Handling of the resident’s housing transfer
- Prior to the period covered in this report, the landlord had agreed to an internal housing transfer for the resident, for which it had awarded her a band B priority.
- On 1 August 2023, the landlord’s regional director asked that a desktop review be carried out of the resident’s transfer application. They explained this was to ensure her banding was correct and the landlord was actively considering suitable properties for her.
- The following day, 2 August 2023, the landlord’s Regional Director called the resident to confirm her rehousing application had been reviewed and she had been awarded a band A.
- It is evident the landlord recognised the need for the resident to move as quickly as possible and the actions it took with regards to her housing transfer were both fair and reasonable.
- Whilst we acknowledge the situation has been distressing for the resident, we would not order the landlord to move her as part of our investigation.
- Given the limited availability of suitable alternative social housing, it would also not be appropriate for us to determine that the length of time the resident has had to wait was a failure on the landlord’s part. This is because we do not have access to information regarding the availability of suitable vacant properties owned by the landlord, or the needs of other residents waiting to be moved.
- In addition to managing the resident’s internal transfer, the landlord would also be expected to engage and respond with the council with regards to its housing register and the resident’s, ‘Pan London Housing’ referral. If the resident has any concerns about how the council handled these matters she would need to raise her concerns with the council itself. If she were then not satisfied with the council’s response she would need to refer her concerns to the Local Government and Social Care Ombudsman (LGSCO).
- The council’s Connected Communities Coach emailed the resident on 6 June 2023 to say they were waiting for the landlord’s approval of her ‘Pan London Housing’ application.
- However, the first contact we have seen from the council regarding the resident’s transfer was on 24 July 2023. This made no reference to the resident’s ‘Pan London Housing’ referral.
- On 31 August 2023, the resident’s Wellbeing Advocate worker emailed the landlord to say it had impacted the resident’s ‘Pan London Housing’ referral because its approval was required.
- On 8 September 2023, the landlord emailed the resident to apologise for any inconvenience caused by the uncertainty of her Pan London application. The landlord said her application had now been approved and when a property became available she would be contacted to arrange a viewing.
- Given the lack of evidence as to when the council first asked the landlord to approve the ‘Pan London Housing’ application, it has not been possible for us to assess whether its apology provided the resident with reasonable redress or not. However, overall, and considering all the available evidence, we are satisfied there was no maladministration by the landlord in its handling of the resident’s housing transfer.
Handling of the associated complaint
- The landlord has a 2-stage complaint policy. This states it will acknowledge complaints within 5 working days, respond to stage 1 complaints within 10 working days and stage 2 complaints within 20 working days. Regardless of what stage the complaint is at, if any extension is needed, this would be communicated to the resident.
- The landlord does not dispute there were failings in its handling of the resident’s complaint.
- The landlord acknowledged the resident’s stage 1 complaint on 25 March 2024. The landlord advised the resident she would receive its proposed resolution within 10 working days.

Dataset excerpt:
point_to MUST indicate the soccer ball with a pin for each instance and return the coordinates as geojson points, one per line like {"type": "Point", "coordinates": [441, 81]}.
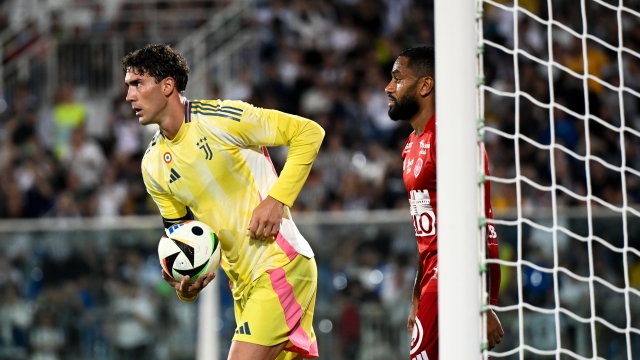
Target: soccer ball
{"type": "Point", "coordinates": [189, 248]}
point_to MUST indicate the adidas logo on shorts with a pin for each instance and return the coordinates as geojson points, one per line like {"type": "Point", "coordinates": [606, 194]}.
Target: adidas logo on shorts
{"type": "Point", "coordinates": [243, 329]}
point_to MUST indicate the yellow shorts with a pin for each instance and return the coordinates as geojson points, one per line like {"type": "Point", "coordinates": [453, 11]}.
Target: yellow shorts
{"type": "Point", "coordinates": [278, 307]}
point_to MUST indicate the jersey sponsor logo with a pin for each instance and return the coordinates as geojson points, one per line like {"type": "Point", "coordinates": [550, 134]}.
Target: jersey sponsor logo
{"type": "Point", "coordinates": [417, 168]}
{"type": "Point", "coordinates": [204, 145]}
{"type": "Point", "coordinates": [174, 176]}
{"type": "Point", "coordinates": [424, 147]}
{"type": "Point", "coordinates": [407, 147]}
{"type": "Point", "coordinates": [424, 218]}
{"type": "Point", "coordinates": [492, 231]}
{"type": "Point", "coordinates": [416, 337]}
{"type": "Point", "coordinates": [243, 329]}
{"type": "Point", "coordinates": [408, 163]}
{"type": "Point", "coordinates": [228, 112]}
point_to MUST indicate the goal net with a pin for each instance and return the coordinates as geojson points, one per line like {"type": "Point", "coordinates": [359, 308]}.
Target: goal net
{"type": "Point", "coordinates": [559, 101]}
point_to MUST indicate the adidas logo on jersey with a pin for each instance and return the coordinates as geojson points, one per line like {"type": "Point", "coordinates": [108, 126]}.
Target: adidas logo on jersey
{"type": "Point", "coordinates": [243, 329]}
{"type": "Point", "coordinates": [174, 176]}
{"type": "Point", "coordinates": [204, 145]}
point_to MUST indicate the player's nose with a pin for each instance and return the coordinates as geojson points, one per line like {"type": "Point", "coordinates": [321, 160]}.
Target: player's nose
{"type": "Point", "coordinates": [130, 95]}
{"type": "Point", "coordinates": [389, 88]}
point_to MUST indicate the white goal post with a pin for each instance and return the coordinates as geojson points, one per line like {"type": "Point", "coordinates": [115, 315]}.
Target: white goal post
{"type": "Point", "coordinates": [457, 168]}
{"type": "Point", "coordinates": [590, 305]}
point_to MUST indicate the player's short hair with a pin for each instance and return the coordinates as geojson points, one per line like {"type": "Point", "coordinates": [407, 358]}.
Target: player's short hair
{"type": "Point", "coordinates": [422, 60]}
{"type": "Point", "coordinates": [159, 62]}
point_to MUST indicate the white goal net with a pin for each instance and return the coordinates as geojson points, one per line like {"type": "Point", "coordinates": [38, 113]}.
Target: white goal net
{"type": "Point", "coordinates": [560, 104]}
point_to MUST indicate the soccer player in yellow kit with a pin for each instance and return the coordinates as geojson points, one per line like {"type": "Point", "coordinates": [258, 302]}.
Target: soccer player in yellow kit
{"type": "Point", "coordinates": [209, 161]}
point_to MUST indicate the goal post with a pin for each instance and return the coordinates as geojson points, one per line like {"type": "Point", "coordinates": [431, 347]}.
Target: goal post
{"type": "Point", "coordinates": [459, 290]}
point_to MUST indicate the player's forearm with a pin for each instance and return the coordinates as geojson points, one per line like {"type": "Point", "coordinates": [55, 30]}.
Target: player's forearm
{"type": "Point", "coordinates": [303, 150]}
{"type": "Point", "coordinates": [418, 281]}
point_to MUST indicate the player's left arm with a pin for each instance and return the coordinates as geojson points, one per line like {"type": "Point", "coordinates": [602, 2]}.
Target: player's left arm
{"type": "Point", "coordinates": [494, 328]}
{"type": "Point", "coordinates": [266, 127]}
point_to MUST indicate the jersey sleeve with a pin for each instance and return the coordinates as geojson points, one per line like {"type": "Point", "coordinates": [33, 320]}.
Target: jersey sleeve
{"type": "Point", "coordinates": [492, 239]}
{"type": "Point", "coordinates": [265, 127]}
{"type": "Point", "coordinates": [168, 206]}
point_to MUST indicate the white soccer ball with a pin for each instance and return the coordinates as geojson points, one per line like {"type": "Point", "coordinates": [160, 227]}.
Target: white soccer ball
{"type": "Point", "coordinates": [189, 248]}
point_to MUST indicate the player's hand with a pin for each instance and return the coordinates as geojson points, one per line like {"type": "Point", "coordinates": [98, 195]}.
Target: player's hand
{"type": "Point", "coordinates": [412, 317]}
{"type": "Point", "coordinates": [186, 290]}
{"type": "Point", "coordinates": [494, 329]}
{"type": "Point", "coordinates": [266, 219]}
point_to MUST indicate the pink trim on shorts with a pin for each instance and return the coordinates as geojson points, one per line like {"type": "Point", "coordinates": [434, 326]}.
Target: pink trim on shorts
{"type": "Point", "coordinates": [265, 152]}
{"type": "Point", "coordinates": [292, 313]}
{"type": "Point", "coordinates": [286, 246]}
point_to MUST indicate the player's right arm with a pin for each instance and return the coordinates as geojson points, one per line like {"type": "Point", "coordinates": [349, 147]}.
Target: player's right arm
{"type": "Point", "coordinates": [172, 211]}
{"type": "Point", "coordinates": [415, 298]}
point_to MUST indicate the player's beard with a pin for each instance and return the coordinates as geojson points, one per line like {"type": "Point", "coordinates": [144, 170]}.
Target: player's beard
{"type": "Point", "coordinates": [405, 107]}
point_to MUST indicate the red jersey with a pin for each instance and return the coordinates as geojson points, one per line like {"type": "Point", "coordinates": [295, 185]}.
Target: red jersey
{"type": "Point", "coordinates": [419, 173]}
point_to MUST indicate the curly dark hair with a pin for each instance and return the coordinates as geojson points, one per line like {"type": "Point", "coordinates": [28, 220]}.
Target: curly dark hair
{"type": "Point", "coordinates": [422, 60]}
{"type": "Point", "coordinates": [159, 62]}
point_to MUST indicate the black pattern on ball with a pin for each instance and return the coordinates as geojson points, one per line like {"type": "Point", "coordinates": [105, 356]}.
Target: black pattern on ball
{"type": "Point", "coordinates": [197, 230]}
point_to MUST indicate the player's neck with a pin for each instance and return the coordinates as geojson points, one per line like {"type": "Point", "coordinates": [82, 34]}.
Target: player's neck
{"type": "Point", "coordinates": [421, 119]}
{"type": "Point", "coordinates": [173, 118]}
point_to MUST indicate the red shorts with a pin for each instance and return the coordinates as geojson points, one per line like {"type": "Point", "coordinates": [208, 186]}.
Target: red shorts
{"type": "Point", "coordinates": [424, 340]}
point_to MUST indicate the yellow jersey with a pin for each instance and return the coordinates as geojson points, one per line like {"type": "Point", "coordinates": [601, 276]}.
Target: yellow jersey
{"type": "Point", "coordinates": [219, 167]}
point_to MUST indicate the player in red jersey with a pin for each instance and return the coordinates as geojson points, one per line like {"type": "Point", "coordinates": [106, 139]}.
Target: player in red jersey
{"type": "Point", "coordinates": [411, 94]}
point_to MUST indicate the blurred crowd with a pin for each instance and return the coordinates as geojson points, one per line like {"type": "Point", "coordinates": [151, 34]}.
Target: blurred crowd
{"type": "Point", "coordinates": [329, 60]}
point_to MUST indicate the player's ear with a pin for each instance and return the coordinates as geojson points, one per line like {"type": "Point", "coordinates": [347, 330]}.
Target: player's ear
{"type": "Point", "coordinates": [426, 86]}
{"type": "Point", "coordinates": [168, 85]}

LIST OF TASKS
1 > In the housing transfer report, which band did the resident receive after the desktop review of her transfer application?
2 > Print the housing transfer report between "- The council’s" and "approval was required.", inclusive.
3 > Summarize the housing transfer report in two sentences.

OUTPUTS
1 > Band A.

2 >
- The council’s Connected Communities Coach emailed the resident on 6 June 2023 to say they were waiting for the landlord’s approval of her ‘Pan London Housing’ application.
- However, the first contact we have seen from the council regarding the resident’s transfer was on 24 July 2023. This made no reference to the resident’s ‘Pan London Housing’ referral.
- On 31 August 2023, the resident’s Wellbeing Advocate worker emailed the landlord to say it had impacted the resident’s ‘Pan London Housing’ referral because its approval was required.

3 > After a desktop review in August 2023, the landlord raised the resident's transfer priority from band B to band A, and the report finds no maladministration in its handling of her housing transfer, though limited housing availability and missing information meant her waiting time could not be judged a failure. The landlord does not dispute failings in handling her complaint and acknowledged her stage 1 complaint on 25 March 2024, under a policy that sets limits of 5, 10 and 20 working days.